**Passage given**
━━━━━━━━━━━━━━━━━━━━

Georg Christian Lehms

Meine Seufzer, meine Tränen, BWV 13

Occasion
  
Second Sunday after Epiphany

Performed
  
20 January 1726 (1726-01-20): Leipzig

Chorale
  
by Johann Heermann by Paul Fleming

Vocal
  
SATB soloists and choir

Meine Seufzer, meine Tränen (My sighs, my tears), BWV 13, is a church cantata by Johann Sebastian Bach. He composed it in Leipzig for the second Sunday after Epiphany and first performed it on 20 January 1726.

Contents

History and words

Bach wrote the cantata in his third year in Leipzig for the second Sunday after Epiphany. The prescribed readings for the Sunday were taken from the Epistle to the Romans, we have several gifts (Romans 12:6–16), and from the Gospel of John, the Marriage at Cana (John 2:1–11). The text is taken from Georg Christian Lehms' annual of cantatas, published in Darmstadt in 1711. The single idea from the gospel is the word of Jesus: "Mine hour is not yet come". The text is divided into two parts of three movements each, the first dealing with the distress of someone feeling abandoned, the second with hope for God's help. Both parts are closed by a chorale. Movement 3 is the second stanza of Johann Heermann's hymn "Zion klagt mit Angst und Schmerzen", the closing chorale is the final stanza of Paul Fleming's "In allen meinen Taten". According to Alfred Dürr, it is unlikely that they were performed before and after the service, considering the brevity of the work.

Scoring and structure

The cantata in six movements is intimately scored for four soloists, soprano, alto, tenor, and bass, a four-part choir in the closing chorale, two recorders, oboe da caccia, two violins, viola, and basso continuo.

━━━━━━━━━━━━━━━━━━━━

**Material provided**

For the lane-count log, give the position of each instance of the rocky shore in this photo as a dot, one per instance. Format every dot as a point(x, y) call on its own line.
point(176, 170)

━━━━━━━━━━━━━━━━━━━━

**Short task**
Copy out the stretch of the passage about the Bach cantata from "SATB soloists and" through "20 January 1726.". The listing has no connection to the passage about the Bach cantata.

**Result below**
SATB soloists and choir

Meine Seufzer, meine Tränen (My sighs, my tears), BWV 13, is a church cantata by Johann Sebastian Bach. He composed it in Leipzig for the second Sunday after Epiphany and first performed it on 20 January 1726.